> **TASK**
Your task is to find every line of the data that holds the string "leaf" and copy it.

> **EXTRACTED RECORDS**
┏━━

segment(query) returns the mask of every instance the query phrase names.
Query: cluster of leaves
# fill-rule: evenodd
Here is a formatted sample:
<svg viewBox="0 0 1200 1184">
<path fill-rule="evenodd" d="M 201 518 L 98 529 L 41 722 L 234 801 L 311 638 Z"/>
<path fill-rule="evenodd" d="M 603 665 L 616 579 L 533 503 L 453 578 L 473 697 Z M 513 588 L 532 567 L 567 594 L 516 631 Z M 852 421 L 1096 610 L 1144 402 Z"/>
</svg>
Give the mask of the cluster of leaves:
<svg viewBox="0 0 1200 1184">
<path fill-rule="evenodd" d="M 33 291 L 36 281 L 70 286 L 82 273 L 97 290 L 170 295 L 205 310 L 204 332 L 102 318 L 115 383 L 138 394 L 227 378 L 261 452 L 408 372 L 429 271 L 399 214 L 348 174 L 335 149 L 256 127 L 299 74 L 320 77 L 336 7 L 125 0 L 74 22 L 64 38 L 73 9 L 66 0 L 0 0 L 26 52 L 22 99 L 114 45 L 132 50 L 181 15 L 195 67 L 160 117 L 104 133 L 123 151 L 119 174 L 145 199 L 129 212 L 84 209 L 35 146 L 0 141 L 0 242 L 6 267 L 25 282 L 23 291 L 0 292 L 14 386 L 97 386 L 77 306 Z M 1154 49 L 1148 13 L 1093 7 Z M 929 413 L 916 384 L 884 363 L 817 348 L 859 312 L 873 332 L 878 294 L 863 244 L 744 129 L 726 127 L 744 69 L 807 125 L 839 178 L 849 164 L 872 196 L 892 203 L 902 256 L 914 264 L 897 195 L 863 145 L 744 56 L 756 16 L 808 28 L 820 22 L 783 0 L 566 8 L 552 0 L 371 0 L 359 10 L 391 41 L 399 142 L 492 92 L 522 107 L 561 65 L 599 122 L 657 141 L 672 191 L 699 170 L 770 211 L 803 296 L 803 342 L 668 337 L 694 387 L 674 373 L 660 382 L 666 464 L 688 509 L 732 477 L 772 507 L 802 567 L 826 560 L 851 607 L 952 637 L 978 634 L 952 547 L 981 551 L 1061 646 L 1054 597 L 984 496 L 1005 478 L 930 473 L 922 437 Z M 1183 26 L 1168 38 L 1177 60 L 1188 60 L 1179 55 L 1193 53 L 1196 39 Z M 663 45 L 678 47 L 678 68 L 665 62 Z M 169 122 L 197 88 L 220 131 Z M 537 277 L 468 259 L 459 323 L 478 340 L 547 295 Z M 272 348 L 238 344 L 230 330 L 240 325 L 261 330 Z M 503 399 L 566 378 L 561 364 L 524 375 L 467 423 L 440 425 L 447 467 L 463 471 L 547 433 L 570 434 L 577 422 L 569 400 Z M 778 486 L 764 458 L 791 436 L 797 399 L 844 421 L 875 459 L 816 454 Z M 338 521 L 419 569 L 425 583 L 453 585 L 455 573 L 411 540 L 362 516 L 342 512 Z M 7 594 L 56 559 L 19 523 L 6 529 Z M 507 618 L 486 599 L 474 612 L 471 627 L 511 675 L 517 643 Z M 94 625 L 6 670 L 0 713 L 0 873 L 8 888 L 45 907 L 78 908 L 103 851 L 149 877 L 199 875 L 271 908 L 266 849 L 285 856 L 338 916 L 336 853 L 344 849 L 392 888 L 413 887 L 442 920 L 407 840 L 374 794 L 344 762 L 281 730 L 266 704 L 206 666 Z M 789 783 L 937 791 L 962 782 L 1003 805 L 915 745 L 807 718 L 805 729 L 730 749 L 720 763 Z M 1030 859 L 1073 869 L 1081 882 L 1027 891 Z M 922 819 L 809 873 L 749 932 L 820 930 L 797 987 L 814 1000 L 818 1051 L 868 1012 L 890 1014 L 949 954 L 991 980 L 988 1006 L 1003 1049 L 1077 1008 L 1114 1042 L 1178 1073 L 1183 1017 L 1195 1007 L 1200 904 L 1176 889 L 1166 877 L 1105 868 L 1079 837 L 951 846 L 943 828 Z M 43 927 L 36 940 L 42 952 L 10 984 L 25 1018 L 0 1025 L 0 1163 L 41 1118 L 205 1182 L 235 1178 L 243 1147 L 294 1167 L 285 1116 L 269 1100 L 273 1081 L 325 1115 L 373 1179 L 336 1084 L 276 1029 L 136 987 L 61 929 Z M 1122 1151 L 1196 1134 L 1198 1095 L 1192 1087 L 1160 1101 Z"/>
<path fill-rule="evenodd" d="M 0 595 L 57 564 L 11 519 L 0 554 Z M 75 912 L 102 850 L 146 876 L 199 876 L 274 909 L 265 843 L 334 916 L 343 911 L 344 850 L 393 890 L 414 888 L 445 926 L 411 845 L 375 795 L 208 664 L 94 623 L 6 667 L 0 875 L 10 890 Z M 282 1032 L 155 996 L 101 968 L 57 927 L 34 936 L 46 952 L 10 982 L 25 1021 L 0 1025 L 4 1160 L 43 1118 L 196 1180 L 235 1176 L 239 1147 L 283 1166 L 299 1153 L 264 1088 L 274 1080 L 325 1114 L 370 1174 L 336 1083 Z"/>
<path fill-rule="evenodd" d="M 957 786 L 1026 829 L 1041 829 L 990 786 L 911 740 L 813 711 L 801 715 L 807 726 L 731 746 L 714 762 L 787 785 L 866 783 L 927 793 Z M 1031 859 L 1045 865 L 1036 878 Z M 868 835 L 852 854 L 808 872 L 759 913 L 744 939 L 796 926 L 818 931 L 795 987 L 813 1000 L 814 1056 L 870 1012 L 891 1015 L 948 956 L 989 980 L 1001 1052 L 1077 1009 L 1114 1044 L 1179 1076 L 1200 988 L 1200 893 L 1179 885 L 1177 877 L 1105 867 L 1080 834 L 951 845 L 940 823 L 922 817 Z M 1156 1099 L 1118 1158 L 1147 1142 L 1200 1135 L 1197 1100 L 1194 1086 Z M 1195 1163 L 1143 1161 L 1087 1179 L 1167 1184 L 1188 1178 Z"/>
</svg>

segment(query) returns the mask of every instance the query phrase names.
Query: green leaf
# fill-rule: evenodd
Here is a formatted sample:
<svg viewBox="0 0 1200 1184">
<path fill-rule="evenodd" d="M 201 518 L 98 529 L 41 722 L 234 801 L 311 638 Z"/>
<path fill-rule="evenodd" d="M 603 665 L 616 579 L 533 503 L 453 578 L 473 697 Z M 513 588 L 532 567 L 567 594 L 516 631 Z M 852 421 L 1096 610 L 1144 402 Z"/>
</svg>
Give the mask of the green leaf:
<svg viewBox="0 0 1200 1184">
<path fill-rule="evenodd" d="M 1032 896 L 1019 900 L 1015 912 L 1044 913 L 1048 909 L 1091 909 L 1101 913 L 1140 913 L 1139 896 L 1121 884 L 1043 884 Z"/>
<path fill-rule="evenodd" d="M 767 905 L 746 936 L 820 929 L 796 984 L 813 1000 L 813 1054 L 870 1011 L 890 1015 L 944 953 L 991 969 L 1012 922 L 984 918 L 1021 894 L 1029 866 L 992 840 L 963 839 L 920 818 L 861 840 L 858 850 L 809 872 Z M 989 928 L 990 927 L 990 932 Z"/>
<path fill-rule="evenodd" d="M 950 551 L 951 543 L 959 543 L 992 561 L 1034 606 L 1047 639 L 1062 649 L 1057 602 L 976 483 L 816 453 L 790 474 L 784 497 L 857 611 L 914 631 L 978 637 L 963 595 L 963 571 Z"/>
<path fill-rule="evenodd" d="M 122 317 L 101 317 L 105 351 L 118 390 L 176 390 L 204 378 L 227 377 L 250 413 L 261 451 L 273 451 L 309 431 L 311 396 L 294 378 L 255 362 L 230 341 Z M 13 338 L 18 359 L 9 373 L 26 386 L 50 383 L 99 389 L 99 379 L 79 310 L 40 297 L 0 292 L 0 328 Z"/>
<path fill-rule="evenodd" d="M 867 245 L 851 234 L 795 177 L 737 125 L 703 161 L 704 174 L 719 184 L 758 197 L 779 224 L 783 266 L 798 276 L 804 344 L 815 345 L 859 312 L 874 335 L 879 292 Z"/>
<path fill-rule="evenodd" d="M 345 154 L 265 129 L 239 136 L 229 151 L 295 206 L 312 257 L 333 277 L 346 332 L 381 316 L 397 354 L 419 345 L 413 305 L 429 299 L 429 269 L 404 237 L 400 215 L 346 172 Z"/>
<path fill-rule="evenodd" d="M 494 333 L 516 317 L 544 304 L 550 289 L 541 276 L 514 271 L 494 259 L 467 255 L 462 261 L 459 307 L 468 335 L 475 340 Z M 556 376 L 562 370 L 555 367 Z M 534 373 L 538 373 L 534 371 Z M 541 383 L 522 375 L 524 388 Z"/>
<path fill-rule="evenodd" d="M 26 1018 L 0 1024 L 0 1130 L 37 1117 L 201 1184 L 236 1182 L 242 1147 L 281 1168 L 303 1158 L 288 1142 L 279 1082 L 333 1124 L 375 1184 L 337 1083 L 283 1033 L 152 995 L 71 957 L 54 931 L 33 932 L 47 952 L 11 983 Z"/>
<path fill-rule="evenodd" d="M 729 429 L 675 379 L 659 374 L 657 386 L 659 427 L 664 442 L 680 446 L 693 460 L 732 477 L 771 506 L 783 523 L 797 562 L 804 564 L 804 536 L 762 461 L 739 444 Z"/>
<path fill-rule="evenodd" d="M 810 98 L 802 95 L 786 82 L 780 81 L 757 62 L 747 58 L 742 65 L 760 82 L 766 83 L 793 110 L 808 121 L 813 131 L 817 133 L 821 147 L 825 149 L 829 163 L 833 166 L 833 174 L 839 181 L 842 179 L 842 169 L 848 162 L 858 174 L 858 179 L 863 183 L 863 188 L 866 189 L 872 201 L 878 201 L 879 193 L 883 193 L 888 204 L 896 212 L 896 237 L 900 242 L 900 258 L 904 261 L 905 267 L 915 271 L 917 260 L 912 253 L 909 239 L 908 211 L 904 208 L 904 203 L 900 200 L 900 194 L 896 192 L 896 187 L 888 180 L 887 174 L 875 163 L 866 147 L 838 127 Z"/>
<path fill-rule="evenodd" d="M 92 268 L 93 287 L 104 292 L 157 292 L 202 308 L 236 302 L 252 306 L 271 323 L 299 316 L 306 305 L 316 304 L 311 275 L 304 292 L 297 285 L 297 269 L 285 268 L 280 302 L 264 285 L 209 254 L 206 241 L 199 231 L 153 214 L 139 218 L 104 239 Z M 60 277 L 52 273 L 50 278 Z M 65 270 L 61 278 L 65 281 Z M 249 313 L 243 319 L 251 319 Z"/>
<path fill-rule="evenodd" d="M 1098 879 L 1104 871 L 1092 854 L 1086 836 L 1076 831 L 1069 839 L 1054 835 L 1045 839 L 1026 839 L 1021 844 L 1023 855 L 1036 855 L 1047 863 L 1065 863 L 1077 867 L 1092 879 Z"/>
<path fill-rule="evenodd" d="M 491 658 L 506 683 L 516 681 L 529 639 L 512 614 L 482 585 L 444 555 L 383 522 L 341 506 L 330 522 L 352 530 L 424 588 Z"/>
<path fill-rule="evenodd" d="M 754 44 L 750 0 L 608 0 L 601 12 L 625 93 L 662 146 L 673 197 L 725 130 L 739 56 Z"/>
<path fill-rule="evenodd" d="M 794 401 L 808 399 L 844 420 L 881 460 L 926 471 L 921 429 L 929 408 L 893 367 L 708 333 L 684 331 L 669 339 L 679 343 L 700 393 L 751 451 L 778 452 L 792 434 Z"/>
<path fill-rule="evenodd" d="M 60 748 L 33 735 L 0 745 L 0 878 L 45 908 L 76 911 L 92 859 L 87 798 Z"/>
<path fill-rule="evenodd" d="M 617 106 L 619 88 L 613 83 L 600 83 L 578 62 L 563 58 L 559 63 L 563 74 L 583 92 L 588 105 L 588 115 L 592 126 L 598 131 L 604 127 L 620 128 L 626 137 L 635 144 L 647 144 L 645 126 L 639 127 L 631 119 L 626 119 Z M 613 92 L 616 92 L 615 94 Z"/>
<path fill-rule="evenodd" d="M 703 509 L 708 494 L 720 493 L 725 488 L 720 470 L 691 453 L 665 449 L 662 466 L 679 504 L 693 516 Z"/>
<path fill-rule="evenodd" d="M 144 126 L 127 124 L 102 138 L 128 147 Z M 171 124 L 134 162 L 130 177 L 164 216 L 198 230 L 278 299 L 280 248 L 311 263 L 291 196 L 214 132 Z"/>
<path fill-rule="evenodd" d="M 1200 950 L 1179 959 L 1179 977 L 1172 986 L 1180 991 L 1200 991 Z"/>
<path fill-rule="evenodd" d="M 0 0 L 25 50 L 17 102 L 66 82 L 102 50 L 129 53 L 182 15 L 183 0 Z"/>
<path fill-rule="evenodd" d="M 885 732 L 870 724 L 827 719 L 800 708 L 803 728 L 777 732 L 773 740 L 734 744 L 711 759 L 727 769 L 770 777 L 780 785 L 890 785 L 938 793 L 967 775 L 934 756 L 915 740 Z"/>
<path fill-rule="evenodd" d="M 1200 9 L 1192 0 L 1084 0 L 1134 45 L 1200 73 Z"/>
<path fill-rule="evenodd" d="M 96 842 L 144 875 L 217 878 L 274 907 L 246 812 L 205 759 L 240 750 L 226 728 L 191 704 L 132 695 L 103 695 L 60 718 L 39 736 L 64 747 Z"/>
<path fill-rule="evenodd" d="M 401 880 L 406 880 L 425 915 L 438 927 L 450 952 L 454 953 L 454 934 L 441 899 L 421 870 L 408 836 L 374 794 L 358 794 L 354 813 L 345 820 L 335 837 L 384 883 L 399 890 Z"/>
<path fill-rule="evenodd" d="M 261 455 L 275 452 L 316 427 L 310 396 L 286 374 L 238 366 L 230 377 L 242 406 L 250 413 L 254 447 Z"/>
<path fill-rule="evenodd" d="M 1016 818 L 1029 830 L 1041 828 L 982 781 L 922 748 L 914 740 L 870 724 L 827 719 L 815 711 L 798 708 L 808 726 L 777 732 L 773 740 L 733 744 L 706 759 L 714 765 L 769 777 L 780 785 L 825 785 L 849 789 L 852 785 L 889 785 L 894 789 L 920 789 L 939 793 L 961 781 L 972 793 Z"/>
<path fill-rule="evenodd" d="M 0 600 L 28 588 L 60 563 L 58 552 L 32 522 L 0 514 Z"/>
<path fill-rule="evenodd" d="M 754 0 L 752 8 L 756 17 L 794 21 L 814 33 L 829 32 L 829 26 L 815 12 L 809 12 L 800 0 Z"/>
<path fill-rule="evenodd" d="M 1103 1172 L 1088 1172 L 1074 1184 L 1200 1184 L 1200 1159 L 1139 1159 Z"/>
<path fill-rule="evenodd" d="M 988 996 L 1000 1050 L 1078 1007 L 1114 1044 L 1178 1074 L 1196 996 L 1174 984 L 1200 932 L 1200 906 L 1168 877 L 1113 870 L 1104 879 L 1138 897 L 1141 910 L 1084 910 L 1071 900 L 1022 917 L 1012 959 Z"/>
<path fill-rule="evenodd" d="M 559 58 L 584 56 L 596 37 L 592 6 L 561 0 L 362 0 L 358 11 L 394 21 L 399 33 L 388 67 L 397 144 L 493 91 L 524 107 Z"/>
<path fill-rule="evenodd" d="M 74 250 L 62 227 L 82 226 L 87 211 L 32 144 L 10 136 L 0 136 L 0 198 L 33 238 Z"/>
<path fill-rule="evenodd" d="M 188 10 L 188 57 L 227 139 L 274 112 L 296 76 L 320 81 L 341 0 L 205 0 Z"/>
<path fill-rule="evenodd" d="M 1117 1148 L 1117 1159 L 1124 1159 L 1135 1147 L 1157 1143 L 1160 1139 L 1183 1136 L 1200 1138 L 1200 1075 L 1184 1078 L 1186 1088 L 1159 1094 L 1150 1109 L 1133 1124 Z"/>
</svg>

┗━━

> **OUTPUT OF THE EXERCISE**
Query: green leaf
Give the mask of the green leaf:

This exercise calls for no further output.